### Your instructions
Return the records word for word. Pictures do not belong in the copy.

(Region pointing data)
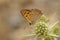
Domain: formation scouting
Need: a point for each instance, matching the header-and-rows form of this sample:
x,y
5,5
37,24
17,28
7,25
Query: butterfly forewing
x,y
31,15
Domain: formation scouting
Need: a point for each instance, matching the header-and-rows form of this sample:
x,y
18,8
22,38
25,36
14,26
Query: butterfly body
x,y
31,15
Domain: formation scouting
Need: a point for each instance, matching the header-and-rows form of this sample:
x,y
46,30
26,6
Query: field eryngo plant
x,y
43,31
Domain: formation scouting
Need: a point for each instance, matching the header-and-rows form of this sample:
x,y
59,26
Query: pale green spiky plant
x,y
44,31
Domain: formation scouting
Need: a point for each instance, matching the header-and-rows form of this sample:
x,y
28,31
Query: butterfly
x,y
31,15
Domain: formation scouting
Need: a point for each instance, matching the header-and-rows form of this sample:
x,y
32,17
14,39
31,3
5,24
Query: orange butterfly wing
x,y
31,15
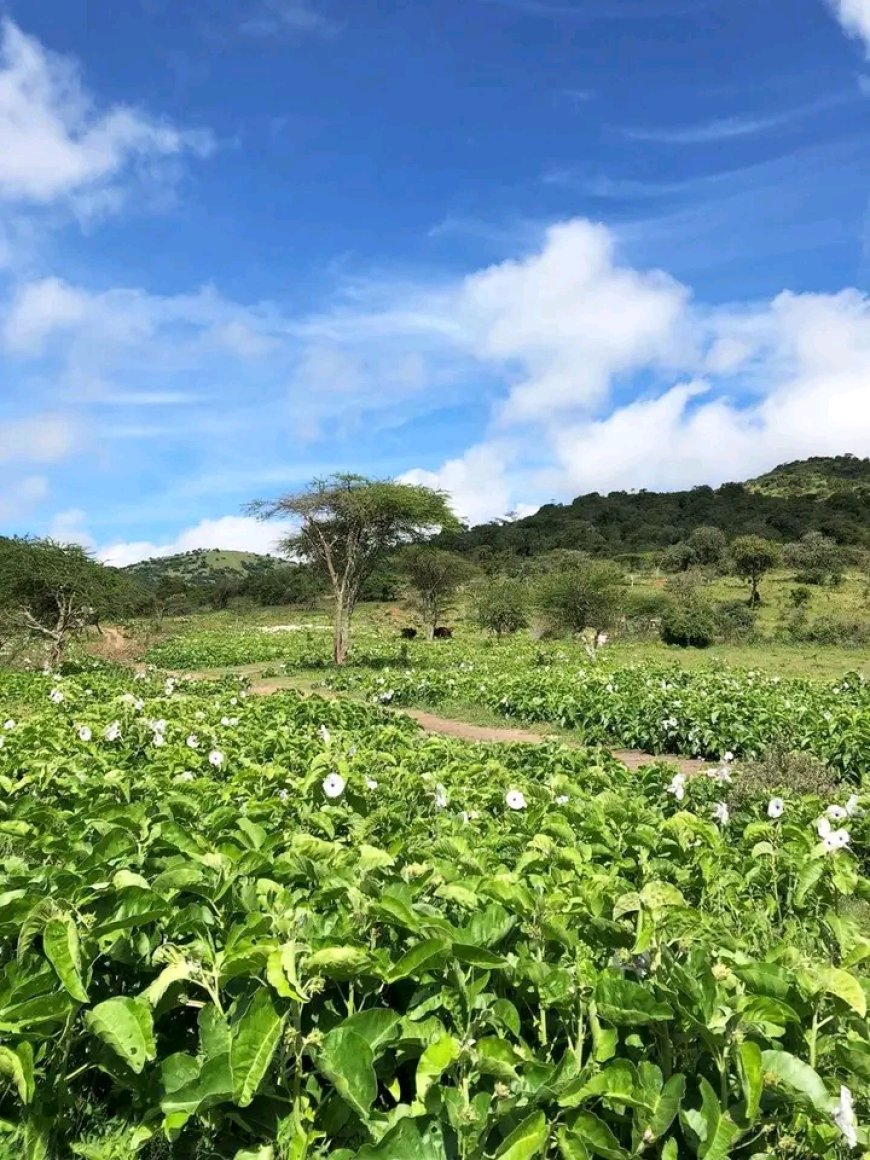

### Written solution
Domain: formation scouting
Need: a point for each instance, matching the header-and-rows form of this sample:
x,y
5,5
37,24
17,28
7,25
Query: butterfly forewing
x,y
31,15
Domain: formation scouting
Need: a point for each instance, matching the header-and-rows form of this sample:
x,y
18,8
22,38
25,36
14,26
Query: butterfly body
x,y
31,15
Domain: formation scouting
Need: a point for each instance, matching the header-and-rows form of this sample:
x,y
46,30
26,6
Query: field eryngo plant
x,y
43,31
Domain: formation scouting
Need: a point for each instance, matching the header-and-rows form of this sample:
x,y
59,26
Query: pale green spiky plant
x,y
44,31
Domain: formation scouting
Need: a point for each instance, matching the header-and-rows form of this sample:
x,y
28,31
Query: butterfly
x,y
31,15
Domain: formation scouting
Need: a point for each instance, matching the header-and-rows form of this sample:
x,y
32,17
14,39
31,3
5,24
Query: orange butterfly wing
x,y
31,15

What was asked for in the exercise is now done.